TEXTO EXTRAÍDO ->
====================
Como se podrá advertir, no fue un entusiasmo efímero. Lo que ya sabía antes de asumir la columna era que un espacio de esta naturaleza no podía tener como sostén la inspiración (si es que tal cosa existe) o el mero entusiasmo, sino el oficio. Oficio para tener presente las fechas de cierre, oficio para aprovechar los tiempos muertos en la elección de un tema, oficio para sentarse a teclear en cualquier circunstancia, oficio para tratar siempre de urdir algo digno pese a la premura inevitable del periodismo, oficio para no fallar ni enfermo con la colaboración. El oficio, no el entusiasmo, es pues la base de sustentación de cualquier espacio fijo en un diario, y sólo el tiempo dirá si el trabajo ha rendido algún fruto meritorio o fue un esfuerzo digno de mejores causas.

A lo largo de los veinte años que hoy se cumplen, he publicado alrededor de tres mil textos. La mayoría trata sobre libros y asuntos literarios, medios de comunicación, rollos de la vida cotidiana y miscelánea histórica, política, cinematográfica y hasta deportiva. Muy al tanteo, calculo en doce mil las cuartillas producidas, la mayoría disponibles gratuitamente en este espacio digital, recipiente último de la columna. Sé bien que la cantidad no es sinónimo de calidad, pero también sé que todo trabajo de escritura extenso al menos tiene el mérito de las horas-nalga. En cuanto al blog, no lo he sobrepoblado de imágenes y menos de videos, esto para destacar que su interés es la palabra, la austera pero indispensable palabra. Más de un amigo me he dicho que le imprima movimiento, videos, audios (podcasts), incluso más fotos, pero les he respondido que como creo en las palabras, sé que las palabras se defienden con palabras. Ya otros millones de sitios ofrecen en la web abundante confeti audiovisual; yo aquí ni siquiera he cambiado la plantilla verdiblanca con la que nació esta modesta aventura.

Me despido con agradecimiento a quienes han leído alguna vez lo que comparto; les hago la promesa de seguir hasta que el cuerpo y la creatividad aguanten. También, convido el acta de nacimiento de Ruta Norte, el texto inaugural de este espacio, un texto inaugural con el que, pese a los veinte años transcurridos, coincido hasta esta fecha.

De qué escribir

¿De qué escribir cuando a uno lo invitan a escribir?, esta pregunta es la primera que debe plantearse quien asume la responsabilidad de alimentar una columna. Como así es, escribo en esta primera entrega de Ruta Norte que escribiré sobre libros y escritores, sobre medios de comunicación, sobre arte y política, sobre asuntos misceláneos con algún discreto tinte antropológico. No quiero, sin embargo, pecar de solemnidad, incurrir en un soliloquio bostezante, sino aprovechar el espacio que generosamente me convida La Opinión Milenio para campechanear ideas con el tono oscilatorio del —me atrevo a denominarlo así— “periodismo lúdico”, un periodismo que sin renunciar a su responsabilidad social y política, a su gesto militante, atreve en todo momento el chispazo desenfadado y festivo, satírico a veces, que le dé al lector la posibilidad de encontrar amable lo sacralizado y serio lo mordaz. Agradezco, pues, a La Opinión Milenio la oportunidad de colocarme en su importante alineación, el feliz chance de saltar a su cancha de papel.
====================
DATOS PROPORCIONADOS ->
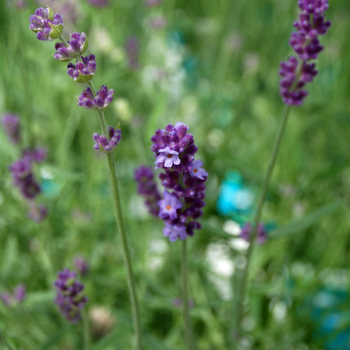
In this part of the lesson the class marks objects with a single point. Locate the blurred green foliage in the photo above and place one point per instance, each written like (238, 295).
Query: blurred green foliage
(214, 67)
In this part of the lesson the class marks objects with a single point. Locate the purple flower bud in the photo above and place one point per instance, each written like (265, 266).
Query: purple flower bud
(148, 188)
(81, 265)
(168, 206)
(261, 235)
(296, 72)
(10, 123)
(101, 101)
(83, 72)
(77, 45)
(46, 24)
(70, 297)
(104, 145)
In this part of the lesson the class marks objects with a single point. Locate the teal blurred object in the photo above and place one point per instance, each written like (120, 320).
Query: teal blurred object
(236, 199)
(331, 316)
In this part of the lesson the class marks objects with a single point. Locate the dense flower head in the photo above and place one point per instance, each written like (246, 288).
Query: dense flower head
(107, 145)
(77, 45)
(297, 70)
(70, 297)
(147, 188)
(101, 101)
(10, 124)
(46, 24)
(18, 296)
(84, 71)
(174, 150)
(261, 233)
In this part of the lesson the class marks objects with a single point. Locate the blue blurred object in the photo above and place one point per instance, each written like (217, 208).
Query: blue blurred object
(235, 199)
(331, 315)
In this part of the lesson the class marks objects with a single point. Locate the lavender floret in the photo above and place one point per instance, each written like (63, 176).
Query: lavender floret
(46, 24)
(10, 124)
(148, 188)
(297, 70)
(83, 72)
(101, 101)
(70, 297)
(261, 234)
(77, 45)
(103, 144)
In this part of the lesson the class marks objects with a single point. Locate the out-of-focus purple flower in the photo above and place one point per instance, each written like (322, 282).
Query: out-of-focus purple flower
(83, 72)
(183, 206)
(6, 298)
(297, 70)
(157, 22)
(36, 155)
(99, 3)
(101, 101)
(261, 234)
(104, 145)
(37, 212)
(70, 297)
(132, 49)
(167, 158)
(10, 124)
(46, 24)
(20, 293)
(23, 178)
(77, 45)
(148, 188)
(81, 265)
(168, 206)
(175, 231)
(152, 3)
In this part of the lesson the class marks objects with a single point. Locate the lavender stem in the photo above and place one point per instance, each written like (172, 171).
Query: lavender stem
(119, 219)
(186, 314)
(260, 206)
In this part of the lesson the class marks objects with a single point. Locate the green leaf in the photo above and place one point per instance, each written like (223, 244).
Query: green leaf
(301, 224)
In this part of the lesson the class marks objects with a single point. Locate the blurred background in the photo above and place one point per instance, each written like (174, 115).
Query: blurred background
(212, 65)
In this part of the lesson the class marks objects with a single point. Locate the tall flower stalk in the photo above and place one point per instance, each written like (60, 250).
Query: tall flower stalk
(49, 26)
(296, 72)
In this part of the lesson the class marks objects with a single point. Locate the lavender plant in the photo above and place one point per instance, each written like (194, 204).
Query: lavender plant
(49, 26)
(296, 72)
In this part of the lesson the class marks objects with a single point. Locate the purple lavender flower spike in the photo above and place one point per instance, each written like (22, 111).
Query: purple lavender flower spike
(175, 231)
(70, 297)
(168, 206)
(83, 71)
(101, 101)
(6, 298)
(37, 212)
(81, 265)
(148, 188)
(77, 45)
(20, 293)
(297, 70)
(167, 158)
(197, 170)
(104, 145)
(10, 124)
(261, 232)
(46, 24)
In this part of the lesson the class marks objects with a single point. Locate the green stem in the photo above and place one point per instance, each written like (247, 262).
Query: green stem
(86, 333)
(260, 206)
(186, 313)
(119, 219)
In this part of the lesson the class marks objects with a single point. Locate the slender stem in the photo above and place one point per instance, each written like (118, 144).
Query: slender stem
(86, 333)
(119, 219)
(260, 206)
(186, 313)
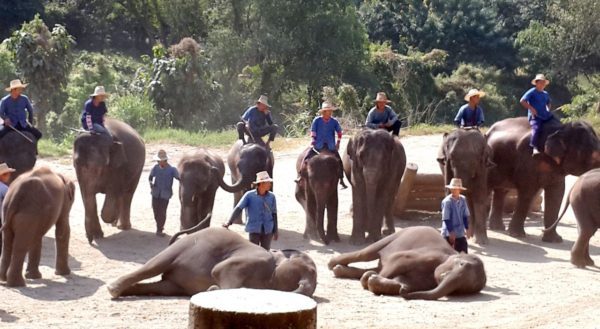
====================
TAREAS Y EJERCICIOS ->
[a] En el texto sobre los veinte años de la columna Ruta Norte, ¿cuántos textos se calcula haber publicado en ese tiempo?
[b] Resume en dos oraciones el texto sobre los veinte años de la columna Ruta Norte.

LISTA DE RESPUESTAS ->
[a] Alrededor de tres mil textos.

[b] Al cumplir veinte años, la columna Ruta Norte suma alrededor de tres mil textos, sostenidos por el oficio más que por el entusiasmo, y su blog da prioridad a la palabra sobre las imágenes y los videos. El texto termina con un agradecimiento a los lectores y reproduce la primera entrega, que anunciaba temas como libros, medios, arte y política en el tono de un "periodismo lúdico".